Convert the items from the line containing "artwork, then give the position of each instance." through the last line of the items, inclusive, into a JSON list of strings with one string per line. Leave out any blank lines.
-- begin --
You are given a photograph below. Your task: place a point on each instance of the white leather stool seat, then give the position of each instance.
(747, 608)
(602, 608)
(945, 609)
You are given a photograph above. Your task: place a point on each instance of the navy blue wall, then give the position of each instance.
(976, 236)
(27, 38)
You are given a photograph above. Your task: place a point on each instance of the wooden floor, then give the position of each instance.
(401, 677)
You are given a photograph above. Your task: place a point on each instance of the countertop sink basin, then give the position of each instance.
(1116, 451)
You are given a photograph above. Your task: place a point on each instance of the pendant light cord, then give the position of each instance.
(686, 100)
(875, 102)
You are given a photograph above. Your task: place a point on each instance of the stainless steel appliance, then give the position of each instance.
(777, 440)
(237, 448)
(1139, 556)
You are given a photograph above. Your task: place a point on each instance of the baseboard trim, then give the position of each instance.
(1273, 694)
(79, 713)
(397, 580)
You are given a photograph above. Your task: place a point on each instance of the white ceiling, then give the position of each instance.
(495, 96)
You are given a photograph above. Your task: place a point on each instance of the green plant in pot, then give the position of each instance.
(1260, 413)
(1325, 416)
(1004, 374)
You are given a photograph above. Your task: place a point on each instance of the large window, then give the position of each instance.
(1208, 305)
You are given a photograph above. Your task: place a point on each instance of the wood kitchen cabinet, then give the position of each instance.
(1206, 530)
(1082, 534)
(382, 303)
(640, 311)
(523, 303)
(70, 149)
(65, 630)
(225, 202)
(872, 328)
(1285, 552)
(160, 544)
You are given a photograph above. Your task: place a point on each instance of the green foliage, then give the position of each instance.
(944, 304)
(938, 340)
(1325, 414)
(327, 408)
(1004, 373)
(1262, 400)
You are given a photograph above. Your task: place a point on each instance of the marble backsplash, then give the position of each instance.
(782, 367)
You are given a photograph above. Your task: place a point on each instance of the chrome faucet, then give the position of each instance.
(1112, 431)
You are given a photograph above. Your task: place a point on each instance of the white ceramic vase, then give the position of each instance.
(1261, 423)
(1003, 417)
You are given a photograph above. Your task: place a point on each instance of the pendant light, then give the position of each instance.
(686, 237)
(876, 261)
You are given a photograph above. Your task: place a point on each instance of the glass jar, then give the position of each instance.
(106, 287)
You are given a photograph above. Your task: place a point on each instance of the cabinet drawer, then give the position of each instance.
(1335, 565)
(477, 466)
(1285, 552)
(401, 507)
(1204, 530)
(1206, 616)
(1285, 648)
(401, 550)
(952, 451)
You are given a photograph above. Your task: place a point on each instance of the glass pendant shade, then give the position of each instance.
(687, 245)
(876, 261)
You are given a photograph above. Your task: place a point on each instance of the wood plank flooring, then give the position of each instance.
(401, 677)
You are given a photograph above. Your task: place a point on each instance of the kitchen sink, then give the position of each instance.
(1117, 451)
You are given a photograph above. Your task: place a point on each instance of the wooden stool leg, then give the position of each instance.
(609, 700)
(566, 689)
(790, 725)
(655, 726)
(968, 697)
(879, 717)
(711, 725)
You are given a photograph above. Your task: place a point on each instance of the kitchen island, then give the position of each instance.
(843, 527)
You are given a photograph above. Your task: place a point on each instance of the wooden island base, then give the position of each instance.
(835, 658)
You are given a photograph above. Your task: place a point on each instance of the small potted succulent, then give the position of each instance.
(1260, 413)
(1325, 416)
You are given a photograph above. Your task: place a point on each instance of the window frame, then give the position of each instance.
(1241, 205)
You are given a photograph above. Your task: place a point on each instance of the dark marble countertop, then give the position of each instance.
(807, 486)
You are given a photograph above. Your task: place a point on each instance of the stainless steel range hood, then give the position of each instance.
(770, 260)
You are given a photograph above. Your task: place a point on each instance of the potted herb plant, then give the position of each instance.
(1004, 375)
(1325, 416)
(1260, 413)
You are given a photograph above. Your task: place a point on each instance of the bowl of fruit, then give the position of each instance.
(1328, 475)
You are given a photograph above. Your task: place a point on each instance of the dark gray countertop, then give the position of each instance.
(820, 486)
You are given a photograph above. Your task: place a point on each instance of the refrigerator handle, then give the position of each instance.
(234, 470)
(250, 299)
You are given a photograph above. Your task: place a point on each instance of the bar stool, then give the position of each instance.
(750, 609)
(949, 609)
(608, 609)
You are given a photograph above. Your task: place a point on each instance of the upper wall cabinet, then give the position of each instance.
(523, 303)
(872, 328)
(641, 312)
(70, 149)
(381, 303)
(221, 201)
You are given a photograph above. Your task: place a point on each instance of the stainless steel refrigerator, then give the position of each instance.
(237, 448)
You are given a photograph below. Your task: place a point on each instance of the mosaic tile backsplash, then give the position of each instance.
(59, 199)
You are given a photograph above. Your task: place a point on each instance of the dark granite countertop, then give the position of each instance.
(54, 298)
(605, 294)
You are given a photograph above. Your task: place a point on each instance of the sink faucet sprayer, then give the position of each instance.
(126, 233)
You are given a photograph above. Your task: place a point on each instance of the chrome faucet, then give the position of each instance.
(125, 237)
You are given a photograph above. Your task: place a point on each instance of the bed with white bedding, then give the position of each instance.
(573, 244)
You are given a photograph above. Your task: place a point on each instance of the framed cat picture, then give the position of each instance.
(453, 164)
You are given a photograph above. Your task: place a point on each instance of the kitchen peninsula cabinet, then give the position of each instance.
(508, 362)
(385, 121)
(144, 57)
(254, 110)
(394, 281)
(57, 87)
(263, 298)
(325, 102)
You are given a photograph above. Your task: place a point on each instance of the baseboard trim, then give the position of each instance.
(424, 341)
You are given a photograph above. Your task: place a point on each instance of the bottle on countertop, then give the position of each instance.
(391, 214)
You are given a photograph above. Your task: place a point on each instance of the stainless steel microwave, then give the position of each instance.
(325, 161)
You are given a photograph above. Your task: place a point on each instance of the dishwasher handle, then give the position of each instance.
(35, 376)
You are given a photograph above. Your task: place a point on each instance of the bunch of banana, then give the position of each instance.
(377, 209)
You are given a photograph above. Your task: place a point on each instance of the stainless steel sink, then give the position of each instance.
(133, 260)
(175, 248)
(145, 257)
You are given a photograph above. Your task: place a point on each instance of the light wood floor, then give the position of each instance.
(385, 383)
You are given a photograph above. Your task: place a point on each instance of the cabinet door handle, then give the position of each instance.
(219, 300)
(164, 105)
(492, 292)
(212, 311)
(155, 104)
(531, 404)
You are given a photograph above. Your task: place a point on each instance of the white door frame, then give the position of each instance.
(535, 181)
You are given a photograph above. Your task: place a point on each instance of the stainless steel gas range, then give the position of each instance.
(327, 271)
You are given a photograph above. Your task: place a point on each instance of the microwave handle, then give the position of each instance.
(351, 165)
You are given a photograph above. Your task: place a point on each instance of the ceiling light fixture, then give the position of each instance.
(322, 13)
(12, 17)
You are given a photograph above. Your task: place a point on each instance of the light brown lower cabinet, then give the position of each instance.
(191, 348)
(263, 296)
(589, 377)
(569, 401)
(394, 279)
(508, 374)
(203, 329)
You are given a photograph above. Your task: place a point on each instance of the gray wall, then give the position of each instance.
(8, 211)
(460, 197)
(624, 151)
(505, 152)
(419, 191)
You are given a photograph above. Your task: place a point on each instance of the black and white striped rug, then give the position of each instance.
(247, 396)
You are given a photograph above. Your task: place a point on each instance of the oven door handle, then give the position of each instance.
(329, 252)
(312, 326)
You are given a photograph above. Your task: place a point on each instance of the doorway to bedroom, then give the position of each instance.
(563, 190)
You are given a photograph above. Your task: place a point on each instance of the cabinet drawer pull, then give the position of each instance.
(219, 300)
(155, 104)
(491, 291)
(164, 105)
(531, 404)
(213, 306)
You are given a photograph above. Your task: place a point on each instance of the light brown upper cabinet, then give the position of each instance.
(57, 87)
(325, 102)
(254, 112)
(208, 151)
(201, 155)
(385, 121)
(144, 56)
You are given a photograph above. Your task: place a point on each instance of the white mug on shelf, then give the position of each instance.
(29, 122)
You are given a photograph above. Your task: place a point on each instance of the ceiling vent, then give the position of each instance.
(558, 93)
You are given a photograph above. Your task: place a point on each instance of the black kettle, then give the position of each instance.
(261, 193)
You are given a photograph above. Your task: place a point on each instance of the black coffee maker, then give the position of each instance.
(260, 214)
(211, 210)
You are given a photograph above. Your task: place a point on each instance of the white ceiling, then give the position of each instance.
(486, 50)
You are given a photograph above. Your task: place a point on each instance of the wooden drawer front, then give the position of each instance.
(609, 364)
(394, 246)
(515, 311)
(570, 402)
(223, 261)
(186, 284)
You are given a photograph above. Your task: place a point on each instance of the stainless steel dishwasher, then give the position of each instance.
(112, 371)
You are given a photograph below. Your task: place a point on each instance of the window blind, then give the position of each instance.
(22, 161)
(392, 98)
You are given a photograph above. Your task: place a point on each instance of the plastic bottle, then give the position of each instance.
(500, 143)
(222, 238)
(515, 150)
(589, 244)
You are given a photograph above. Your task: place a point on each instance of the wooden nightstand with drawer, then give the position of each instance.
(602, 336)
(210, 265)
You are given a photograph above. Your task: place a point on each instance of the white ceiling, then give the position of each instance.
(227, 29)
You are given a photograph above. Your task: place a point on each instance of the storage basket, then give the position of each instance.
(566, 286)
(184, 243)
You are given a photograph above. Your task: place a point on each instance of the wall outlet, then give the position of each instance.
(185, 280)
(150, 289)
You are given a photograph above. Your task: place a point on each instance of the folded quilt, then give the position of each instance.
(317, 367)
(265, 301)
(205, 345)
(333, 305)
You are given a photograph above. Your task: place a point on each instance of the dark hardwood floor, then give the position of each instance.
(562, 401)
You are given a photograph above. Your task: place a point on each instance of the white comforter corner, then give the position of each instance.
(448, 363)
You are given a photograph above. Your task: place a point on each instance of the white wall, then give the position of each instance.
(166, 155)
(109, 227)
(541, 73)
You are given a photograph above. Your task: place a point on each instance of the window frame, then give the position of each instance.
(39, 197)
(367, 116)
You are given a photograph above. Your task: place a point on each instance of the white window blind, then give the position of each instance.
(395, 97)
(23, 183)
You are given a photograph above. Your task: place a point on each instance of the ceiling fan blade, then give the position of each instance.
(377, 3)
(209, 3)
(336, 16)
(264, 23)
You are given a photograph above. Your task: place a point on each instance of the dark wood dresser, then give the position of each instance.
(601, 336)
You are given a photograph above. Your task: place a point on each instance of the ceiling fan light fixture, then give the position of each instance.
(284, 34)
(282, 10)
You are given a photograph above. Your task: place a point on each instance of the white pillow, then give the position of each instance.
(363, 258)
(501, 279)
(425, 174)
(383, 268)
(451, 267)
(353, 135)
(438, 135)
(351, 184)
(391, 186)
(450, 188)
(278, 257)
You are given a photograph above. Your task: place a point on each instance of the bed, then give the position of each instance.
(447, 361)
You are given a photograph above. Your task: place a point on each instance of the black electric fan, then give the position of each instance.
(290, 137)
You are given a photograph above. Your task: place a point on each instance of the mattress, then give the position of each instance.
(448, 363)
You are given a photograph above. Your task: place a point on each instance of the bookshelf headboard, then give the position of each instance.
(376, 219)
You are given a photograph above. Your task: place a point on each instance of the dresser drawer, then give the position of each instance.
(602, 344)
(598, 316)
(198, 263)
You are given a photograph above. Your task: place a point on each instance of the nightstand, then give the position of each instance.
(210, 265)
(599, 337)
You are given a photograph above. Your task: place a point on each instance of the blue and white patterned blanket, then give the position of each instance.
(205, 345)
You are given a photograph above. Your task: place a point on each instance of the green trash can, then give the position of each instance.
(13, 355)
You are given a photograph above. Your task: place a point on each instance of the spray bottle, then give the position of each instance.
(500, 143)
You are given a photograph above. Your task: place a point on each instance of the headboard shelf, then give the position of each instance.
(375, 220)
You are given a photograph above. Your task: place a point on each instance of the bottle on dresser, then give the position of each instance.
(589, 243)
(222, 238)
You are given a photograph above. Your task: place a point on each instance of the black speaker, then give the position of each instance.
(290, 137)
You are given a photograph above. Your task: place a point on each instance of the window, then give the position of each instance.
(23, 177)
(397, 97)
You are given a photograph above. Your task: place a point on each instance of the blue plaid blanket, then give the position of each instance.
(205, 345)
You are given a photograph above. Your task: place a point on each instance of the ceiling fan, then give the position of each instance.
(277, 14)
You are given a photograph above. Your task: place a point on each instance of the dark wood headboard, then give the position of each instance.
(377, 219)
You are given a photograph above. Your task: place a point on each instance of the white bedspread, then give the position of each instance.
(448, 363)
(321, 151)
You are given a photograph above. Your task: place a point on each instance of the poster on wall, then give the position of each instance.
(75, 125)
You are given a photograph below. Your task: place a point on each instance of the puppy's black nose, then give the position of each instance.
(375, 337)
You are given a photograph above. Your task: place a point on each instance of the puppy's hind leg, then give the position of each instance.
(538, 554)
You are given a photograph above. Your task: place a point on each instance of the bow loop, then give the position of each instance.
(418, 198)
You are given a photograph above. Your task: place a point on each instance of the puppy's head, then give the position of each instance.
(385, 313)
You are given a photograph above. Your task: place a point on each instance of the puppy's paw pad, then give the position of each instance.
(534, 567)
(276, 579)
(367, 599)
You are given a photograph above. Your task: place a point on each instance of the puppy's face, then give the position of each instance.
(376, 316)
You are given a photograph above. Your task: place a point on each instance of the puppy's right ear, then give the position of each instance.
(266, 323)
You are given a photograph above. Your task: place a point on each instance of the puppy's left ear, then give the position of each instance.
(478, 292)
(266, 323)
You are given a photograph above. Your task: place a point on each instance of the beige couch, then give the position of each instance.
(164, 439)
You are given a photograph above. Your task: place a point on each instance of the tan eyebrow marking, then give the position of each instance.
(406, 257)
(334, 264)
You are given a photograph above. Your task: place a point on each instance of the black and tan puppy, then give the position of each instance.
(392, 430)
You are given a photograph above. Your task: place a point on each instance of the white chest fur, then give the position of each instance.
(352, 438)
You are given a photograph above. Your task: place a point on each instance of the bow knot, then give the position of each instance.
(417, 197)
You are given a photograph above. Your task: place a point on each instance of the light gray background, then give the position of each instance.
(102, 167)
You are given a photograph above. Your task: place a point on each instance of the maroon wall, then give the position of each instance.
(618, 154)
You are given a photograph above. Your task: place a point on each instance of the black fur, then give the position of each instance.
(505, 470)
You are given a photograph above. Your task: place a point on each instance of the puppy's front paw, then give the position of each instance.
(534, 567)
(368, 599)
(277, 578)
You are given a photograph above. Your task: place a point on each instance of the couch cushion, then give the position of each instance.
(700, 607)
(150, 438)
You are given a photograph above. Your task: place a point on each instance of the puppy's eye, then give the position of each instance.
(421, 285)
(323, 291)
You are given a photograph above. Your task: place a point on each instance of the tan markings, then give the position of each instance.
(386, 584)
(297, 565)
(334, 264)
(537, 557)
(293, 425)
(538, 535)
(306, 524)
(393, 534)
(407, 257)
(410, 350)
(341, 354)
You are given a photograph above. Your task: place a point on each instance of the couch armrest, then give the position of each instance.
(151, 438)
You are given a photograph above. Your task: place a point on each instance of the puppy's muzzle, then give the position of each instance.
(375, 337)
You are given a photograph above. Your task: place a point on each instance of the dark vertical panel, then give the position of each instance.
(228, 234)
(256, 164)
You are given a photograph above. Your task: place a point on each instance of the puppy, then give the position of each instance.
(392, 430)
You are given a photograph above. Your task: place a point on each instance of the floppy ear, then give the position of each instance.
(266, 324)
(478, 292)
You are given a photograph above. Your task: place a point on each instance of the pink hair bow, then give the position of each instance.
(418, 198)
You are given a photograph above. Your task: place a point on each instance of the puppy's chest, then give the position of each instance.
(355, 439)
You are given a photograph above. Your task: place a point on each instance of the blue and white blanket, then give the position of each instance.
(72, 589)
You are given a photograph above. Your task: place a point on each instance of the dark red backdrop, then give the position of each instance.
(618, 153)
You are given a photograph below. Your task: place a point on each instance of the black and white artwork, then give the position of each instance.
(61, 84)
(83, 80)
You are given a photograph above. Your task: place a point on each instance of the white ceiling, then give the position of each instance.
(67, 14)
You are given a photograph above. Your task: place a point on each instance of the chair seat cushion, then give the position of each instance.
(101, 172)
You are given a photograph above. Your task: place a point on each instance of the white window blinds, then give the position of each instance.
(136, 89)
-- end --
• Response for this exercise
[
  "You are given a photograph below. Your task: place a point on each instance of the black and white artwork, then give the position of each instance.",
  "(61, 84)",
  "(83, 80)",
  "You are given a photograph above. Your task: place a point on each instance of the white ceiling, then give the position of each instance.",
  "(67, 14)",
  "You are given a photograph above. Your task: place a point on each instance of the chair seat cushion, then give the position of each instance.",
  "(101, 172)",
  "You are given a photograph above. Your task: place a point on each instance of the white window blinds, then give the position of each instance.",
  "(136, 89)"
]